◆ BRIEF 1
Rewrite the news article on the squadron's change of command between "KENTUCKY AIR NATIONAL GUARD BASE, LOUISVILLE, Ky." and "here Nov. 24.", inclusive, replacing "ceremony" with "event".
◆ BRIEF 2
In the news article on the squadron's change of command, what year did McLane earn his combat control beret?
◆ BRIEF 3
Write the next part of the news article on McLane taking command of the squadron.

◆ DOCUMENT EXCERPT
KENTUCKY AIR NATIONAL GUARD BASE, LOUISVILLE, Ky. — Maj. Sean McLane assumed command of the Kentucky Air National Guard’s 123rd Special Tactics Squadron during a change-of-command ceremony here Nov. 24.

He replaces Lt. Col. Jeffrey Wilkinson, who now serves as deputy air commander of the squadron’s parent organization, the 123rd Airlift Wing.

McLane began his Air Force career in 1993 as an enlisted tactical air controller before being commissioned as a distinguished graduate of the Air National Guard Academy of Military Science in 2002. He most recently served as director of operations for the 123rd Special Tactics Squadron and brings many years of experience to his new role.

“Having been the lowest enlisted member of the squadron, you get to see how all of the leadership’s decisions affect you,” McLane said during the ceremony. “I don’t want to be disconnected from that Airman. When that extra workload or difficulty comes to him, I want to know how he is affected.

“If I can’t change the outcome of how it affects him, I can explain to him why it has to be that way,” he continued. “What I really want is for people to understand why they are doing what they are doing and how it affects the mission.”

McLane first came to the Kentucky Air National Guard in 1996 when the special tactics unit was a flight of about 24 members. He earned his combat control beret in 1997, maintaining full combat mission-ready status as a traditional Guardsman while attending college and, eventually, teaching high school math, science and history. His military career includes assignments as a special tactics squadron flight commander and weapons and tactics officer.

◆ DATA FOR REVIEW
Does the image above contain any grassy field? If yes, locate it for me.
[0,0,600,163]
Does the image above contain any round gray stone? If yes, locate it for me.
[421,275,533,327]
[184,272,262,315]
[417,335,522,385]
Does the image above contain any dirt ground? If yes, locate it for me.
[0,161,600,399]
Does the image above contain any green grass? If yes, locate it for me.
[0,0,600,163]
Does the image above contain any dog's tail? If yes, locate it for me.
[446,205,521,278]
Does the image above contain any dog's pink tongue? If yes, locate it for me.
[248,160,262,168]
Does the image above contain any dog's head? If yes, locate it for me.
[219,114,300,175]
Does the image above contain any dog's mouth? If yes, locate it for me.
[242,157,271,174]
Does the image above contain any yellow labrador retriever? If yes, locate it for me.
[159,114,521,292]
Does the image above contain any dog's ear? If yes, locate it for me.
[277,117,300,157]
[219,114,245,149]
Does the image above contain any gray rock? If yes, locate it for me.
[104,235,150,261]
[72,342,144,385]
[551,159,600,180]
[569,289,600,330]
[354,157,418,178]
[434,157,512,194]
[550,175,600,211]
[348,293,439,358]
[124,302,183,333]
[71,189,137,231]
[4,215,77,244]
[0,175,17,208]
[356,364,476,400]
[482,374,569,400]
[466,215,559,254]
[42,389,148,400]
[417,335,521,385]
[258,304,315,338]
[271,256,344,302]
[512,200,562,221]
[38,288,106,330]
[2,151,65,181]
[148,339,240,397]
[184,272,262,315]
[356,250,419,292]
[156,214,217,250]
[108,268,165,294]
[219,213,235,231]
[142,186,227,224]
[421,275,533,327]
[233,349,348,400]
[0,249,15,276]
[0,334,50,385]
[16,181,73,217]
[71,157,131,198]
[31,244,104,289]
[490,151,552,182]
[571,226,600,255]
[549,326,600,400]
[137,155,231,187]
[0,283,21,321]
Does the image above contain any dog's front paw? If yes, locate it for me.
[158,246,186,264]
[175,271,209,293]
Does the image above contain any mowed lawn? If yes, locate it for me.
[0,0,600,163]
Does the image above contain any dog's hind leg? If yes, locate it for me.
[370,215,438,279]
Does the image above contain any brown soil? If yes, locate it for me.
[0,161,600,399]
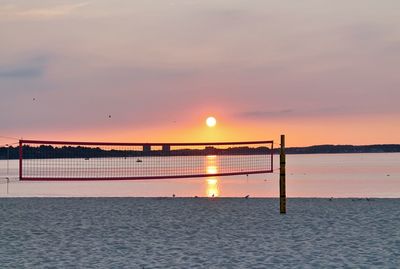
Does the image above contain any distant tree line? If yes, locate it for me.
[0,144,400,160]
[0,145,270,159]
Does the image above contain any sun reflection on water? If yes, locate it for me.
[206,155,219,197]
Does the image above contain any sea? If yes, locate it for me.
[0,153,400,198]
[0,153,400,268]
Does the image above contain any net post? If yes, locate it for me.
[19,140,22,180]
[279,135,286,214]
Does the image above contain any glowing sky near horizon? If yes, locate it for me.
[0,0,400,146]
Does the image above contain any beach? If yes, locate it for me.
[0,198,400,268]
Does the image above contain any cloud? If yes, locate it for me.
[0,2,89,19]
[0,56,48,79]
[239,109,295,118]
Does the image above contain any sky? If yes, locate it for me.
[0,0,400,146]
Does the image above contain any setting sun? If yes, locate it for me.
[206,117,217,127]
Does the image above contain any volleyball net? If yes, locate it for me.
[19,140,273,181]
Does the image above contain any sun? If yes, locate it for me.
[206,117,217,127]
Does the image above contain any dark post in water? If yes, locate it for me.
[279,135,286,214]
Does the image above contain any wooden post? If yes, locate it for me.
[279,135,286,214]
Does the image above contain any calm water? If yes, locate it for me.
[0,153,400,197]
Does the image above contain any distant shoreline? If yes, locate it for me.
[0,144,400,160]
[275,144,400,154]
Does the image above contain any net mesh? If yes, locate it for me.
[20,141,273,180]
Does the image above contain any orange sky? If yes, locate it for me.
[0,0,400,146]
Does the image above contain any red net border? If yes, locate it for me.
[19,140,274,181]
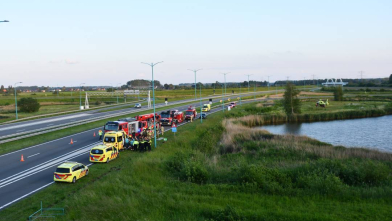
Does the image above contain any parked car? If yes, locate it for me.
[135,104,142,108]
[53,162,88,183]
[199,113,207,119]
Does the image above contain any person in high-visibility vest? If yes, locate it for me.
[98,130,102,140]
[146,138,151,151]
[161,126,165,137]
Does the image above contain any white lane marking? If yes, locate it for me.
[27,153,39,158]
[0,127,102,157]
[0,101,245,210]
[0,142,101,183]
[0,114,90,131]
[0,97,228,157]
[0,181,54,210]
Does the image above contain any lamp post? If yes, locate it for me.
[14,82,22,120]
[268,75,270,90]
[200,84,203,123]
[116,83,121,104]
[222,72,229,112]
[142,61,163,148]
[79,83,85,110]
[188,69,201,100]
[240,83,242,105]
[245,74,253,93]
[222,81,225,112]
[253,81,256,100]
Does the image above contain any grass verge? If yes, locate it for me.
[0,102,392,221]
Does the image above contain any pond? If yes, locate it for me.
[259,115,392,152]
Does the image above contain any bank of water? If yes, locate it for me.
[259,115,392,152]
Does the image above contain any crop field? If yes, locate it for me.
[0,87,282,123]
[0,103,392,221]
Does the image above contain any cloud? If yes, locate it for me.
[65,59,79,64]
[49,61,63,64]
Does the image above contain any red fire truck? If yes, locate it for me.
[104,118,149,136]
[185,106,197,120]
[161,110,184,125]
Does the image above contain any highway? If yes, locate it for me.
[0,95,262,210]
[0,91,278,143]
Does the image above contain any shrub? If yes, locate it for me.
[192,124,223,153]
[295,168,345,194]
[18,97,41,113]
[206,205,247,221]
[165,152,189,173]
[333,86,343,101]
[233,165,291,193]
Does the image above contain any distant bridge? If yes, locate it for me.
[87,90,149,96]
[322,78,348,87]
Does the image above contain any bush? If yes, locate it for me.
[18,97,41,113]
[234,165,292,194]
[206,205,247,221]
[333,86,343,101]
[296,168,345,194]
[192,124,223,154]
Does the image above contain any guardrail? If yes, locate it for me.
[0,92,282,144]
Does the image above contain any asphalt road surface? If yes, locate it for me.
[0,91,271,139]
[0,98,260,210]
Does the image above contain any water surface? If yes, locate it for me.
[260,115,392,152]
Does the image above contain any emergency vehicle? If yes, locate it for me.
[90,145,119,163]
[201,104,211,112]
[103,131,126,151]
[185,106,197,120]
[161,110,185,125]
[53,162,88,183]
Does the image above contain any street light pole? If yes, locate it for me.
[240,83,242,105]
[268,75,270,90]
[222,72,230,112]
[188,69,202,100]
[14,82,22,120]
[142,61,163,148]
[116,83,121,104]
[200,84,203,123]
[79,83,85,110]
[245,74,253,93]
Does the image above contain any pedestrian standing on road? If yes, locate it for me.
[155,124,159,137]
[161,126,165,137]
[139,138,146,152]
[125,136,129,149]
[147,139,151,151]
[98,130,102,140]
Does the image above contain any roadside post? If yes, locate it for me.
[172,123,177,137]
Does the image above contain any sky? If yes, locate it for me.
[0,0,392,86]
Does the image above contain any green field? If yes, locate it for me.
[0,87,288,123]
[0,103,392,221]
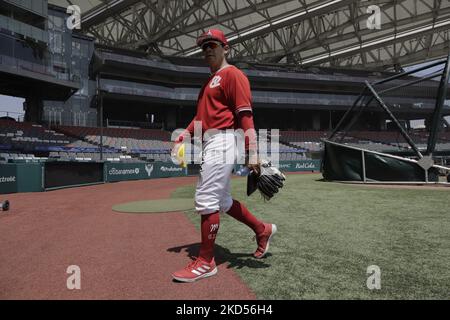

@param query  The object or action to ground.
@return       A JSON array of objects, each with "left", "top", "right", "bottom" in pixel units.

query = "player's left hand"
[{"left": 170, "top": 142, "right": 187, "bottom": 168}]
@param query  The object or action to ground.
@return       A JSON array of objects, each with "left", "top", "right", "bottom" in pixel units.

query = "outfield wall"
[{"left": 0, "top": 160, "right": 320, "bottom": 194}]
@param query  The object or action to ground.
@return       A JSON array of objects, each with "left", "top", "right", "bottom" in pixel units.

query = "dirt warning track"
[{"left": 0, "top": 177, "right": 255, "bottom": 300}]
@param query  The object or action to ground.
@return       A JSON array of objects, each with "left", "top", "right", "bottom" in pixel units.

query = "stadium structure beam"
[
  {"left": 180, "top": 0, "right": 356, "bottom": 56},
  {"left": 302, "top": 19, "right": 450, "bottom": 66},
  {"left": 81, "top": 0, "right": 140, "bottom": 31},
  {"left": 133, "top": 0, "right": 292, "bottom": 47}
]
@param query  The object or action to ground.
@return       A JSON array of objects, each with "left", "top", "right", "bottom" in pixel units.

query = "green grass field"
[{"left": 173, "top": 174, "right": 450, "bottom": 299}]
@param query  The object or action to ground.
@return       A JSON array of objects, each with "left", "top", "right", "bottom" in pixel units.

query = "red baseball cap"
[{"left": 197, "top": 29, "right": 228, "bottom": 47}]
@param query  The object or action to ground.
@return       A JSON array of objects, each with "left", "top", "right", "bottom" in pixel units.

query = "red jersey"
[{"left": 194, "top": 65, "right": 252, "bottom": 132}]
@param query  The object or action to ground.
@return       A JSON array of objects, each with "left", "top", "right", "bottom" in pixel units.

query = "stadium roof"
[{"left": 49, "top": 0, "right": 450, "bottom": 70}]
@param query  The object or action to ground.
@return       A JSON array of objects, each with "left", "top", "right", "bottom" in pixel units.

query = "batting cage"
[{"left": 322, "top": 56, "right": 450, "bottom": 183}]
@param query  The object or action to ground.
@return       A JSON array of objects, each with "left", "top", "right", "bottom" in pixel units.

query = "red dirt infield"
[{"left": 0, "top": 177, "right": 256, "bottom": 300}]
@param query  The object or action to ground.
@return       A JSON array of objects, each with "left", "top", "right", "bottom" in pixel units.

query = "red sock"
[
  {"left": 199, "top": 212, "right": 220, "bottom": 262},
  {"left": 227, "top": 200, "right": 264, "bottom": 234}
]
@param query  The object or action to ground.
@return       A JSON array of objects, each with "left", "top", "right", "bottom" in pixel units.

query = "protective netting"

◆ ANSWER SECTION 1
KENTUCKY AIR NATIONAL GUARD BASE, LOUISVILLE, Ky. — Maj. Sean McLane assumed command of the Kentucky Air National Guard’s 123rd Special Tactics Squadron during a change-of-command event here Nov. 24.

◆ ANSWER SECTION 2
1997

◆ ANSWER SECTION 3
“I have known Major McLane since he was an NCO, and I had a lot of respect for him then,” said Chief Master Sgt. Tom DeSchane, the squadron’s combat control enlisted manager. “He has vision and he likes to have as much input as he can before he makes decisions. I think that’s what is going to make him a successful commander for the STS.”

Now staffed with more than 80 personnel, the squadron provides a rapidly deployable force to establish positive control of the air-ground interface, battlefield trauma care, terminal attack control, personnel recovery and air/ground meteorological effects forecasting in support of overseas contingency operations and domestic disasters.

“I want people to be proud of the job that they are doing, proud of their squadron and proud to be a member of it,” McLane emphasized. “If they have the proud ownership of their position, they are going to do their job better.”

Mission readiness is another top priority. McLane has deployed numerous times in support of military contingency and combat operations, including Enduring Freedom and Iraqi Freedom; multiple Joint Chiefs of Staff-directed exercises; and civil natural-disaster response operations and state exercises.

“I’m not interested in fighting the last war,” he told the audience. “I’m interested in fighting the next one. I’m not interested in preparing for the last natural disaster we have faced. I am very concerned with being ready to respond to all of them.”

“When you look at the mission of special tactics, our federal and state mission, where they overlap is what we are going to train to and what we are going to be good at. If we do that, we will be ready for the future war and be ready for what the state needs us to do.”